> **YOUR TASK**
Give only the number of lines in the material below that contain the word "brown".

·····

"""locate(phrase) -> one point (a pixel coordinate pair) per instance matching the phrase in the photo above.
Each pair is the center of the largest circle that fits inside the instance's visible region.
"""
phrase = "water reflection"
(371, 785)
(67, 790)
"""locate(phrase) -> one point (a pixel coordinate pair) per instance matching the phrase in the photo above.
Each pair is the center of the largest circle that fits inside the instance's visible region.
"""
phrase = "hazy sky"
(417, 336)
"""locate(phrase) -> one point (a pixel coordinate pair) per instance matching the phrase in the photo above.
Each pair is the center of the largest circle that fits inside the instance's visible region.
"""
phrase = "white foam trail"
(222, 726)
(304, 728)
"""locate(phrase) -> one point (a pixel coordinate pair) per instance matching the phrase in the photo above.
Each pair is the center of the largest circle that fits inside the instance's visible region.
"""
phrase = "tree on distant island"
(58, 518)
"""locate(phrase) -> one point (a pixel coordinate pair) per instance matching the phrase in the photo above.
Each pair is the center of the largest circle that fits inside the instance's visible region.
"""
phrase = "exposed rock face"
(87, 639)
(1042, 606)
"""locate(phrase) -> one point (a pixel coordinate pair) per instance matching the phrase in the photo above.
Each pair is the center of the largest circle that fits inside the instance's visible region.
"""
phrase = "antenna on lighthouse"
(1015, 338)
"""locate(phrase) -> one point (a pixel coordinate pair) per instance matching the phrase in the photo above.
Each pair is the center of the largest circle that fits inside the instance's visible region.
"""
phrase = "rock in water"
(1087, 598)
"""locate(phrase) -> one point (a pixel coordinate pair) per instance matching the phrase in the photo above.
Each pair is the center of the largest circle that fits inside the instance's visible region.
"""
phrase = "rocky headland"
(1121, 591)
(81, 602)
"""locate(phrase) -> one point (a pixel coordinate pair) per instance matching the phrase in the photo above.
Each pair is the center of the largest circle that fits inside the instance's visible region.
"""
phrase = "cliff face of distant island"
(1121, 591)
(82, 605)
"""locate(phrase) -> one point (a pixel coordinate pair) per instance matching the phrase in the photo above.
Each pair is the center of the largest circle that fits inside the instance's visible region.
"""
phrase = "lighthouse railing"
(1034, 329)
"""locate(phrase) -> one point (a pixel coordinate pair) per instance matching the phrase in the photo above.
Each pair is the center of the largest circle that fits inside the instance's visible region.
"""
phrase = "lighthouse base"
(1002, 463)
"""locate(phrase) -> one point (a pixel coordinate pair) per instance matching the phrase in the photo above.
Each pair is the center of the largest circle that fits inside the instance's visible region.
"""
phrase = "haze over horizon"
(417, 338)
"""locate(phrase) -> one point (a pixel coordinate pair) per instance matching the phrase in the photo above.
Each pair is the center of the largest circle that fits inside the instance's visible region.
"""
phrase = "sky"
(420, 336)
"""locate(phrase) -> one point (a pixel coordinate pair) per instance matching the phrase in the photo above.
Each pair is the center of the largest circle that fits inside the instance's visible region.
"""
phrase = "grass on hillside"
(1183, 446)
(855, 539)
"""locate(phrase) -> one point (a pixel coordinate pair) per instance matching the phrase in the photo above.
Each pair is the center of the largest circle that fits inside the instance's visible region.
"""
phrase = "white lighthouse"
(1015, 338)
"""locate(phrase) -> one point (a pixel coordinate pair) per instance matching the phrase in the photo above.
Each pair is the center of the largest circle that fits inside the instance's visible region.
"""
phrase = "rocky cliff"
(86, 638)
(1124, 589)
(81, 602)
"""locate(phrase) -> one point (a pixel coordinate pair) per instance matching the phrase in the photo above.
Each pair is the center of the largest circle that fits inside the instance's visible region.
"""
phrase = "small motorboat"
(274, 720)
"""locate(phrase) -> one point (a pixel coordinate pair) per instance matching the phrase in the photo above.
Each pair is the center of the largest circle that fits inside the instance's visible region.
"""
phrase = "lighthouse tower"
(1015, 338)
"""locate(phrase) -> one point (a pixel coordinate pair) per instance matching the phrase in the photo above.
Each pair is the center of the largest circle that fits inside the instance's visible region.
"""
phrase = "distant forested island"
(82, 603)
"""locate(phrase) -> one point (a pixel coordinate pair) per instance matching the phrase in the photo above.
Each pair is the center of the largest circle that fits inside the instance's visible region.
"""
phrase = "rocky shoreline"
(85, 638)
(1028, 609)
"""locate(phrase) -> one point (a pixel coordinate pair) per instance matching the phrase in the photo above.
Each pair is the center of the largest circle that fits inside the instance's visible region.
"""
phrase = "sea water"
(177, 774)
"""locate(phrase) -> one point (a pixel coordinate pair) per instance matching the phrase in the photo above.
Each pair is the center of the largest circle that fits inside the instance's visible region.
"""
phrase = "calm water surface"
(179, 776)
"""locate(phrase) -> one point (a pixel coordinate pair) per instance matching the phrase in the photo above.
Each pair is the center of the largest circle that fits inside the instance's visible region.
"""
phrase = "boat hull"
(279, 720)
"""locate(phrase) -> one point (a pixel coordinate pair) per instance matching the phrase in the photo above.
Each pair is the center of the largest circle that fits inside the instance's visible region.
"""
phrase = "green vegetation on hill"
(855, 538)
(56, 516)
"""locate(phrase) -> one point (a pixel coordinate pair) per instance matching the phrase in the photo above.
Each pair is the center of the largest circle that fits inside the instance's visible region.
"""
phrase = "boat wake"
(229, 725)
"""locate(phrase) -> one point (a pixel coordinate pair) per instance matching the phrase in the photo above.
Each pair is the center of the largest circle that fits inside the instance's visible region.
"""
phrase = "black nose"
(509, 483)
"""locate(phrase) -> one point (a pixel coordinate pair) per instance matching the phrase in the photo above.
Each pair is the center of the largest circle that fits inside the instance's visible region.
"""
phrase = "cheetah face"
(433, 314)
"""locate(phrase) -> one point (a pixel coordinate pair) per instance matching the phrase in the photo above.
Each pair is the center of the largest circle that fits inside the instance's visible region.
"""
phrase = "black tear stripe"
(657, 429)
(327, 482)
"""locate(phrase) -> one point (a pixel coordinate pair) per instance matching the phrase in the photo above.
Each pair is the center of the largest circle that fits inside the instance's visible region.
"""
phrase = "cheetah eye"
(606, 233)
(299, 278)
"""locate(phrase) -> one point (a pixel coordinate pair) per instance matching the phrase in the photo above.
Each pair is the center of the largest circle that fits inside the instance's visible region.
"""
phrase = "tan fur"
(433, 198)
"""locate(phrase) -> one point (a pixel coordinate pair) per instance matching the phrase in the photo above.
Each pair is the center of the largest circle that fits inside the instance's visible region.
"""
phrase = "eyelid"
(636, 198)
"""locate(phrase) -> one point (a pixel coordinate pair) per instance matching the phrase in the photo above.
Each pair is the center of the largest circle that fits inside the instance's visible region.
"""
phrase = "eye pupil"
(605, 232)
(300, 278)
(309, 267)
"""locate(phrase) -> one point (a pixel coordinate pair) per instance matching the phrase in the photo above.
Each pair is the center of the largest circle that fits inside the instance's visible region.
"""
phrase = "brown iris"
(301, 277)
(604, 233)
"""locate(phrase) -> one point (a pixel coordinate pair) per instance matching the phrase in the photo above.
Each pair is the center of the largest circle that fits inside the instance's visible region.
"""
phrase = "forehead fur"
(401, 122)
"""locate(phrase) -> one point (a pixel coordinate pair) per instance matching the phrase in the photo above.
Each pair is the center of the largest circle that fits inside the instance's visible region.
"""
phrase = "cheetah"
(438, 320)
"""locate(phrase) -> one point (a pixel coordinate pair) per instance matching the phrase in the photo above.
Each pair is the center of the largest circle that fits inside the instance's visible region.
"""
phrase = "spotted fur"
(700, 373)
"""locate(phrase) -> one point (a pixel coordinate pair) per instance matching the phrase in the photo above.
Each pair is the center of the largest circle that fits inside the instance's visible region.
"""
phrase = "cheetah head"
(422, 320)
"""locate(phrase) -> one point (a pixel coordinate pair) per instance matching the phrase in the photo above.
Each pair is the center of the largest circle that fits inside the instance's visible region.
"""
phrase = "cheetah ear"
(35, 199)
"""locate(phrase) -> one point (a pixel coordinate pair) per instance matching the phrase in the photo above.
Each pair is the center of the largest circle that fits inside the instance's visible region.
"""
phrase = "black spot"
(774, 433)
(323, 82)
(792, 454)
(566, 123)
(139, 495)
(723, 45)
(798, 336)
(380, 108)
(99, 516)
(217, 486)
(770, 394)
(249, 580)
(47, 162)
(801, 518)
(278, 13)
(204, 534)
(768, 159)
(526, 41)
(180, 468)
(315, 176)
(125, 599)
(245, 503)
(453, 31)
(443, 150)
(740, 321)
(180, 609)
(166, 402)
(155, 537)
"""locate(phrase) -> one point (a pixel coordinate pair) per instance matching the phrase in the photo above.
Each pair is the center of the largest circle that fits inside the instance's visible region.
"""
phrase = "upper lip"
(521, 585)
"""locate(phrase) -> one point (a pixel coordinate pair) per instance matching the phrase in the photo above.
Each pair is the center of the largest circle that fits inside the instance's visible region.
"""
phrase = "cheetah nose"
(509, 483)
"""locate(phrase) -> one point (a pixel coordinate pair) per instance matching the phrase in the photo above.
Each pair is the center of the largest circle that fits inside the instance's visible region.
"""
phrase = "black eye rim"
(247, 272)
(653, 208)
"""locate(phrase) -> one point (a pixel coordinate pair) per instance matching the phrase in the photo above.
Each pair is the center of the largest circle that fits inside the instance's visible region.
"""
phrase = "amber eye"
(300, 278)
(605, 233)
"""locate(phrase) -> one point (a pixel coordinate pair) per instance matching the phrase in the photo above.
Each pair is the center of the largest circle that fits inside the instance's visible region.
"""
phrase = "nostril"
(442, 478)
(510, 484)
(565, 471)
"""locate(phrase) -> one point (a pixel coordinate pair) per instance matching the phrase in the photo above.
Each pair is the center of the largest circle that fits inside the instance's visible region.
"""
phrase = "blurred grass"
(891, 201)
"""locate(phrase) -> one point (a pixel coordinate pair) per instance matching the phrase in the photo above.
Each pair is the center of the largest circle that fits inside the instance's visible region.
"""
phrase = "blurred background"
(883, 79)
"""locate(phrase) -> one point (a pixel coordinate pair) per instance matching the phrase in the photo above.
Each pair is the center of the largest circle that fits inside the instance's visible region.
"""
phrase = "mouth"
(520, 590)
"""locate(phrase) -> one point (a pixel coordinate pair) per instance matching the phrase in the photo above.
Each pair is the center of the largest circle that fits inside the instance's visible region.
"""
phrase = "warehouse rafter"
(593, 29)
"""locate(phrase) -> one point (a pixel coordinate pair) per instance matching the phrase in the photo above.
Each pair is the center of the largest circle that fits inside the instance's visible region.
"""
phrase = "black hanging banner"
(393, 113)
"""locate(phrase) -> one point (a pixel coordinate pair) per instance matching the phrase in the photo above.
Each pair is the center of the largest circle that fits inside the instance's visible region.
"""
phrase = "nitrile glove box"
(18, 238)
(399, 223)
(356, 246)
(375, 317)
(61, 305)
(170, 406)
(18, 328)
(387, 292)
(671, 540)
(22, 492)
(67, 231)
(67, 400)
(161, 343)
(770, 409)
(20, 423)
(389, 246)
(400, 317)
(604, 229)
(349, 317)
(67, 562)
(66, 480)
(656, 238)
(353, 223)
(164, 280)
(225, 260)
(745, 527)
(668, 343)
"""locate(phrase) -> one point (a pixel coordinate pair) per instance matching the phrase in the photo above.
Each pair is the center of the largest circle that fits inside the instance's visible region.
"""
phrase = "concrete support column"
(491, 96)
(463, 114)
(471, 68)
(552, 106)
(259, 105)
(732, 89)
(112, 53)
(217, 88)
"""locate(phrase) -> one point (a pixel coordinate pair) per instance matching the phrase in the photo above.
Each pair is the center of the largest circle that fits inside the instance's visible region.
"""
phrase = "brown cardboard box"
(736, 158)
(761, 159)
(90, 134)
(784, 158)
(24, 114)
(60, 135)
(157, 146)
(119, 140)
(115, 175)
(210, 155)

·····

> **RESPONSE BELOW**
2